• [DIRECTIONS]: Render the lines below as a numbered list, omitting any blank lines and leaving the pictures out of the answer.

╭──

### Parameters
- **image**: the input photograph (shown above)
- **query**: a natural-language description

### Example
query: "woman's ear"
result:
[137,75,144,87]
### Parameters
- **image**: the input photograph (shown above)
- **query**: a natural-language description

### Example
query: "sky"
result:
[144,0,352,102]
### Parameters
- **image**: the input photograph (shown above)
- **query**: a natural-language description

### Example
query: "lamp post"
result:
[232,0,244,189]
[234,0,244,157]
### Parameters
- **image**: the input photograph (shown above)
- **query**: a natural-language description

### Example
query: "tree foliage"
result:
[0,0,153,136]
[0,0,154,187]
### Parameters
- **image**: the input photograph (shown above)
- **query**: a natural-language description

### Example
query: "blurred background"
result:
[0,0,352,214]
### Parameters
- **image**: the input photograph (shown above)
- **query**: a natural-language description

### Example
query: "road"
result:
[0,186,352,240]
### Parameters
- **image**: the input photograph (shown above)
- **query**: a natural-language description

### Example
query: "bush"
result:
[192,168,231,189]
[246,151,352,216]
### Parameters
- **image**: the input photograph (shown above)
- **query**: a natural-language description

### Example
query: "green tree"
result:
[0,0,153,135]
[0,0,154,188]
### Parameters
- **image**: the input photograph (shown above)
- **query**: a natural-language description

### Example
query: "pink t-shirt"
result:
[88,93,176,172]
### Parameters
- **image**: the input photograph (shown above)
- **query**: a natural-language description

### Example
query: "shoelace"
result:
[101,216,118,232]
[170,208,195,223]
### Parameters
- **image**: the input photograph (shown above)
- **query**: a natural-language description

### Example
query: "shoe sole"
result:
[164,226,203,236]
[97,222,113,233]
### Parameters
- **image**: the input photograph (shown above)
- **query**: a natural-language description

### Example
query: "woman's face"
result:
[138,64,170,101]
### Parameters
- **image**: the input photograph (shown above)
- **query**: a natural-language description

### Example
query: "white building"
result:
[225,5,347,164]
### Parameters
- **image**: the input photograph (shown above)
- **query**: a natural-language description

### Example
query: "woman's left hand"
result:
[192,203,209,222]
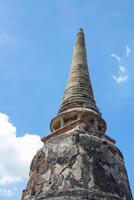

╰──

• [SOLUTION TO THIS EXERCISE]:
1. ### Parameters
2. - **image**: the input photograph (shown above)
3. - **query**: a natural-language description
4. ### Example
5. query: "woman's ear"
6. result:
7. [137,75,144,87]
8. ### Parameters
9. - **image**: the input photograph (shown above)
10. - **query**: a natural-language description
11. ### Example
12. query: "sky"
13. result:
14. [144,0,352,102]
15. ### Parameters
16. - **image**: the input photograph (shown above)
17. - **query**: a natural-language description
18. ### Example
19. query: "lamp post"
20. result:
21. [232,0,244,189]
22. [234,0,244,157]
23. ### Parameters
24. - **image**: the input photograph (shown above)
25. - **query**: a natural-language description
26. ### Example
27. query: "tree foliage"
28. result:
29. [0,0,153,136]
30. [0,0,154,187]
31. ### Parameters
32. - **image**: the input photograph (shown above)
33. - **query**: a natural-language description
34. ### Example
35. query: "blurred background"
36. result:
37. [0,0,352,214]
38. ### Parameters
39. - **image**: the input photograph (shown above)
40. - **query**: a natural-language description
41. ### Example
42. query: "road"
43. result:
44. [0,186,352,240]
45. ### Parameters
46. - **image**: the input photograph (shown above)
47. - **query**: a natural-language description
48. ### Example
49. query: "bush"
50. result:
51. [192,168,231,189]
52. [246,151,352,216]
53. ### Parameters
54. - **image**: the input photograph (shown above)
55. - **query**: a natural-language description
56. ### Example
57. query: "green tree"
58. result:
59. [0,0,153,135]
60. [0,0,154,188]
61. ### Parameters
62. - **image**: the input photograph (shown above)
63. - **query**: a natural-language description
64. ### Example
65. query: "pink t-shirt"
66. result:
67. [88,93,176,172]
68. ### Parameters
69. - **image**: the input photograph (shown above)
70. - **query**: a natural-language description
71. ### Example
72. query: "shoelace"
73. result:
74. [101,216,118,232]
75. [170,208,195,223]
76. ### Parameters
77. - **image**: the input photograph (shown above)
78. - **query**: a natural-language description
79. ### Example
80. query: "shoe sole"
81. result:
82. [164,226,203,236]
83. [97,222,113,233]
84. ### Parameters
85. - **image**: the input photograph (shown above)
86. - **query**: a natural-language description
87. ### Example
88. query: "woman's face"
89. result:
90. [138,64,170,101]
91. ### Parameters
92. - **image**: the input photograph (shown above)
93. - **query**: a natural-language description
94. ### Example
95. query: "white building"
96. result:
97. [225,5,347,164]
98. ### Parameters
99. - **image**: the input photograph (shown above)
100. - **query**: a natural-language description
101. ### Example
102. query: "woman's left hand"
103. result:
104. [192,203,209,222]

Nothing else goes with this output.